[Source document Boundary: Start]

Wealthy Town = Wealthy Schools

An excellent report in the Democrat and Chronicle today by Meaghan McDermott exposes the inequality between wealthy, suburban and poor, rural school districts. Wealthy kids get to take endless Advanced Placement and foreign language classes. A poor valedictorian can’t even get into SUNY Geneseo because of a thin transcript.

Rural school districts were hit much harder than their richer counterparts when the state cut school funding, according to a report from the Alliance for Quality Education. The D&C reports relatively poor Brockport lost $2,000 of funding per student while wealthier Pittsford lost $700.

Add in the property tax cap, and the poor districts are squeezed like never before.

Excerpt from article:

“I’m not arguing that we have to be able to offer all that wealthier districts can,” said Mike Ford, superintendent of the Phelps Clifton-Springs Central School District in Ontario County. “But the state can’t allow districts like mine to face the prospect next year of not having kindergarten, or not having electives or having our juniors and seniors going to school a half-day and only getting 22 credits for graduation and that’s all.”

[Source document Boundary: End]
[Recorded data Boundary: Start]

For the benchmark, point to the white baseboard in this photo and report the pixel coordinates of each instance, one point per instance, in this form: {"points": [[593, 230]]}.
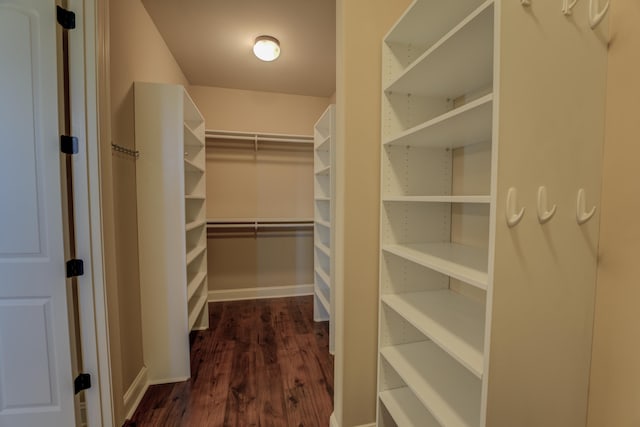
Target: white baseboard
{"points": [[134, 394], [260, 293], [334, 423]]}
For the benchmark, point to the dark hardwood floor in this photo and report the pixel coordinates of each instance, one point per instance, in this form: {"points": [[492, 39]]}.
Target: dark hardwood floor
{"points": [[262, 363]]}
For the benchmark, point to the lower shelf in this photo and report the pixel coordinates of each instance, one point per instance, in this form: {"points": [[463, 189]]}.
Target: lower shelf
{"points": [[448, 391], [197, 310], [405, 409]]}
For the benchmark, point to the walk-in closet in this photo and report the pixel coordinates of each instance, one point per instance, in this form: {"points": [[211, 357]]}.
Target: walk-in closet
{"points": [[342, 213]]}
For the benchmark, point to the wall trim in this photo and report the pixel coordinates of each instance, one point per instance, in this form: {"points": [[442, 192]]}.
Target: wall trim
{"points": [[334, 423], [135, 392], [260, 293]]}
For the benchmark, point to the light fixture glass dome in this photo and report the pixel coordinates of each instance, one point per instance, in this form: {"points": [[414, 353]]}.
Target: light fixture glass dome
{"points": [[266, 48]]}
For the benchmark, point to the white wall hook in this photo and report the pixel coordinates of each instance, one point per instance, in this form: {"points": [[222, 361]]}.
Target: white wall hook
{"points": [[595, 16], [513, 217], [544, 214], [582, 215], [567, 8]]}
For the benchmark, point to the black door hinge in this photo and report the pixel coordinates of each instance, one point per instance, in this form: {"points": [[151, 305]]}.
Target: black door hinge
{"points": [[82, 382], [66, 18], [75, 267], [68, 144]]}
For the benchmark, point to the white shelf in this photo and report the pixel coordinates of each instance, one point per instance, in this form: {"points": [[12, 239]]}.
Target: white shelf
{"points": [[195, 284], [449, 392], [190, 166], [438, 199], [466, 125], [324, 276], [323, 248], [195, 252], [324, 144], [323, 223], [324, 171], [406, 410], [452, 321], [190, 138], [323, 301], [458, 261], [195, 224], [197, 309], [461, 62]]}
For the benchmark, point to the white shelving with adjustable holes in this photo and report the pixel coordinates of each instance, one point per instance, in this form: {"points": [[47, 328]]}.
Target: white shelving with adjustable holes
{"points": [[172, 234], [437, 106], [468, 271], [324, 206]]}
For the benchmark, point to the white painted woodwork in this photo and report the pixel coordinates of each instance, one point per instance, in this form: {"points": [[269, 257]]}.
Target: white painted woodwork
{"points": [[36, 384], [461, 293], [324, 207], [170, 175]]}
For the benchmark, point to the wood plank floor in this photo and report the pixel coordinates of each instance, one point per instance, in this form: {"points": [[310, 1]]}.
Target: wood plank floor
{"points": [[262, 363]]}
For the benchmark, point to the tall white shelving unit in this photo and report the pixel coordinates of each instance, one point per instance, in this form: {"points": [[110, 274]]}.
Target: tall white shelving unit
{"points": [[446, 250], [324, 206], [170, 177]]}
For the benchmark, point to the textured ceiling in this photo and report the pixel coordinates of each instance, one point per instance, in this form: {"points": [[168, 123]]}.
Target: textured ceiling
{"points": [[212, 41]]}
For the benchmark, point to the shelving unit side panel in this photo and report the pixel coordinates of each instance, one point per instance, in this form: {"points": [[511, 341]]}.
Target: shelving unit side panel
{"points": [[161, 219]]}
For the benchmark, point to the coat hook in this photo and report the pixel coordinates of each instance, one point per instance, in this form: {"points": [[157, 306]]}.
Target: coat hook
{"points": [[596, 17], [567, 8], [513, 218], [544, 214], [582, 215]]}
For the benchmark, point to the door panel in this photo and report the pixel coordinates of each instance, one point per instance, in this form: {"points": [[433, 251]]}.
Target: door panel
{"points": [[36, 387]]}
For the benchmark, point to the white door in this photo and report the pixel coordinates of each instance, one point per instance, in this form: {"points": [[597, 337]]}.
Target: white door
{"points": [[36, 384]]}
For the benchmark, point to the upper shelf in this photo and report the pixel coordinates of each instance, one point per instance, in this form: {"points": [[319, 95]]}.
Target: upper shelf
{"points": [[461, 262], [438, 199], [461, 62], [463, 126]]}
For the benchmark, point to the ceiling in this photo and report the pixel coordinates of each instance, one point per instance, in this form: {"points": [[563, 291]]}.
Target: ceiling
{"points": [[212, 41]]}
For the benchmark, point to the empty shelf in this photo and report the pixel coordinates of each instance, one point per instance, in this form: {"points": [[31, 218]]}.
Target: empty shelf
{"points": [[458, 261], [446, 389], [406, 410], [454, 322], [195, 283], [197, 309], [438, 199], [191, 167], [466, 125], [323, 248], [195, 252], [324, 276], [190, 138], [460, 62]]}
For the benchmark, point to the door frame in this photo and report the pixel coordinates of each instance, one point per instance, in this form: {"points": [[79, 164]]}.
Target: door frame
{"points": [[86, 98]]}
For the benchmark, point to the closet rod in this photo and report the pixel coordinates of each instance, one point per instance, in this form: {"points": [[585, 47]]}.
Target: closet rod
{"points": [[258, 137]]}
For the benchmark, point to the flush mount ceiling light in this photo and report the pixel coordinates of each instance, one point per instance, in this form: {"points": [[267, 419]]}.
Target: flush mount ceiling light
{"points": [[266, 48]]}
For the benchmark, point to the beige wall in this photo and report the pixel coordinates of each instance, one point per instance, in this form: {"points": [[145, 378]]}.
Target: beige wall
{"points": [[361, 27], [137, 53], [615, 371], [252, 111]]}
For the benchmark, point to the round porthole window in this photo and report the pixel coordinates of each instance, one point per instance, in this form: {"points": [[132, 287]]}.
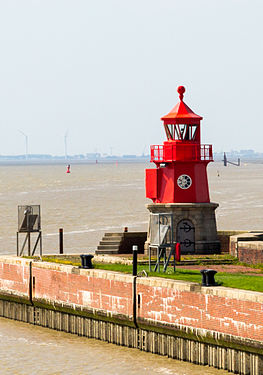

[Recorded data Boundary: End]

**Action item:** Reproduce the school funding piece word for word, starting at "An excellent report" and ending at "like never before.".

**Solution for this problem:**
An excellent report in the Democrat and Chronicle today by Meaghan McDermott exposes the inequality between wealthy, suburban and poor, rural school districts. Wealthy kids get to take endless Advanced Placement and foreign language classes. A poor valedictorian can’t even get into SUNY Geneseo because of a thin transcript.

Rural school districts were hit much harder than their richer counterparts when the state cut school funding, according to a report from the Alliance for Quality Education. The D&C reports relatively poor Brockport lost $2,000 of funding per student while wealthier Pittsford lost $700.

Add in the property tax cap, and the poor districts are squeezed like never before.